===== Material for this task =====

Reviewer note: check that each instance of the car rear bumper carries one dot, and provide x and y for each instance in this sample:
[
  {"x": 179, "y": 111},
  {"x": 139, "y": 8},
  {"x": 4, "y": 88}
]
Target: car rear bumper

=====
===== Material for this task =====

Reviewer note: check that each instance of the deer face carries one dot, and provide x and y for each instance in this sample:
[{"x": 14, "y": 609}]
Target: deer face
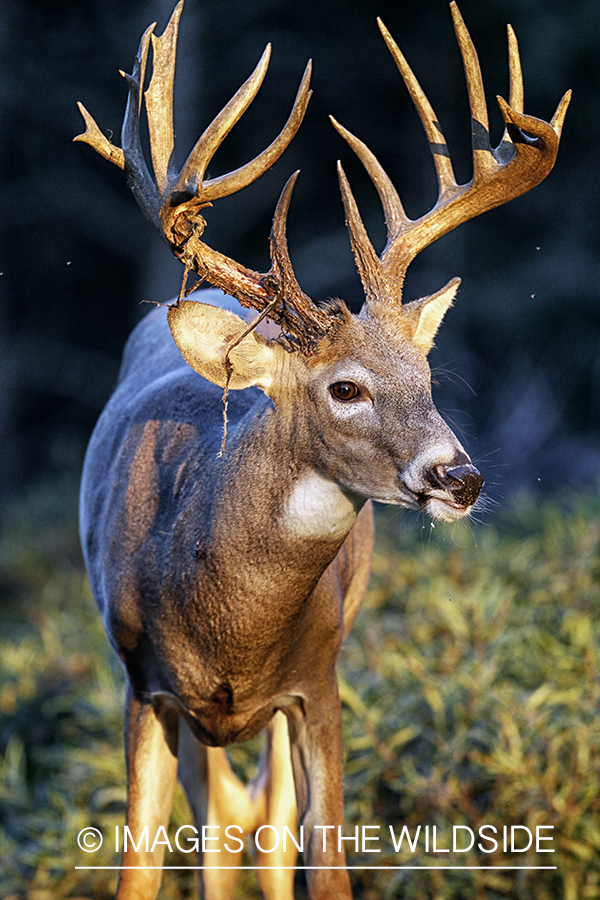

=====
===== Material for this task =====

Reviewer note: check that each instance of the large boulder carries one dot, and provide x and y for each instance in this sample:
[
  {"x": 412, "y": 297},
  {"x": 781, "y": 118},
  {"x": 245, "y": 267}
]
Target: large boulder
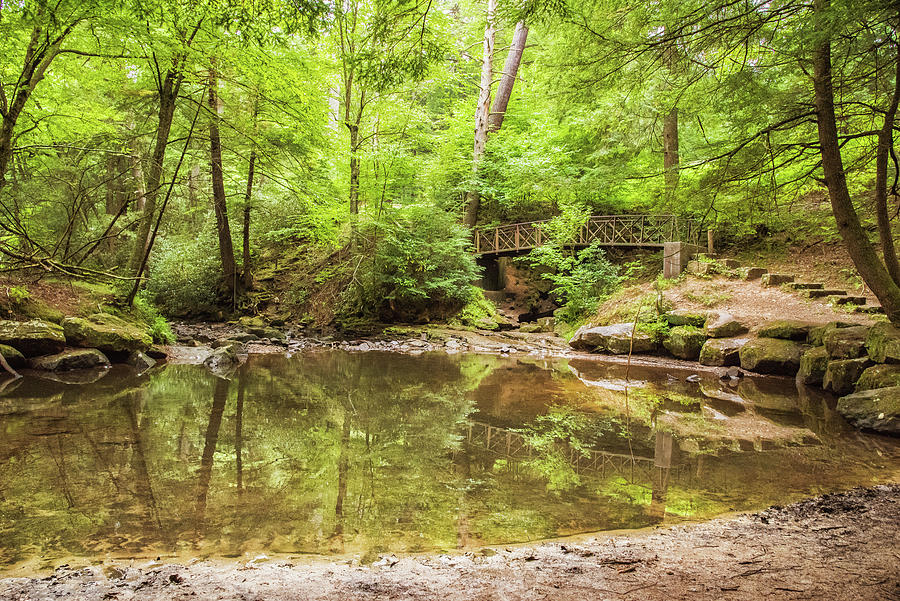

=====

- [What needs to be done] Reproduce, word for word, the stretch of the records above from the line containing "Reviewer note: check that each instance of the large" through the line containing "Target: large boulder".

- [Reply]
Reviewer note: check that each instance of the large boulder carries one dot, and provide x and y for each instance in this sample:
[
  {"x": 412, "y": 297},
  {"x": 781, "y": 118},
  {"x": 245, "y": 267}
]
Target: large boulder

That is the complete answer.